▶ **TASK PROMPT**
Pick out every line of the records below that contains the word "white" and copy each of those lines.

-- START PROVIDED RECORDS --

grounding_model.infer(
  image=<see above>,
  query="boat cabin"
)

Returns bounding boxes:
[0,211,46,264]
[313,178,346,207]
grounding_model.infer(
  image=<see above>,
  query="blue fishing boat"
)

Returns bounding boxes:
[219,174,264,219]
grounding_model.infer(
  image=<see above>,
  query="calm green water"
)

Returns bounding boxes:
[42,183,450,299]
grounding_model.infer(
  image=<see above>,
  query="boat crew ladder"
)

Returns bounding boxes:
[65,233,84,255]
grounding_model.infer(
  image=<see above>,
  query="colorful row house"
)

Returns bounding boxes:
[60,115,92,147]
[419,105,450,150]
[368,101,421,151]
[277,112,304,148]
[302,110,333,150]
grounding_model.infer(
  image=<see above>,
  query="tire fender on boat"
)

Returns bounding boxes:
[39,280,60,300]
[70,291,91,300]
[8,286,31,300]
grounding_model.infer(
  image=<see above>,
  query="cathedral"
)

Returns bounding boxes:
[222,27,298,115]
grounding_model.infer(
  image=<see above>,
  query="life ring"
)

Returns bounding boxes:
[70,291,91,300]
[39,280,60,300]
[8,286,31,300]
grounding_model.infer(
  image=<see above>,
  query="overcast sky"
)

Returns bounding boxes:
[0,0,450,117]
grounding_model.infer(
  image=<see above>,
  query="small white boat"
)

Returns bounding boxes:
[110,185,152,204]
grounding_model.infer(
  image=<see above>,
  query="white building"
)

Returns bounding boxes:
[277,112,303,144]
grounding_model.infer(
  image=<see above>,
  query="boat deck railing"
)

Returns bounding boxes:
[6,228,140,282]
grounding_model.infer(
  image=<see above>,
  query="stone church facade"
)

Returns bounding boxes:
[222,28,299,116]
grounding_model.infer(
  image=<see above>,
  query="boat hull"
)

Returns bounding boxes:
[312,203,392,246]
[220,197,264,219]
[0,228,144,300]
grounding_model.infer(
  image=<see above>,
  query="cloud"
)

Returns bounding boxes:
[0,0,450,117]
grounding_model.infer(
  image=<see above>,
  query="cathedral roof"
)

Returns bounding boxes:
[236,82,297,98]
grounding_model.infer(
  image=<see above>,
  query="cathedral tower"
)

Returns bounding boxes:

-- END PROVIDED RECORDS --

▶ **PROBLEM SOLUTION**
  query="small white boat"
  query="white building"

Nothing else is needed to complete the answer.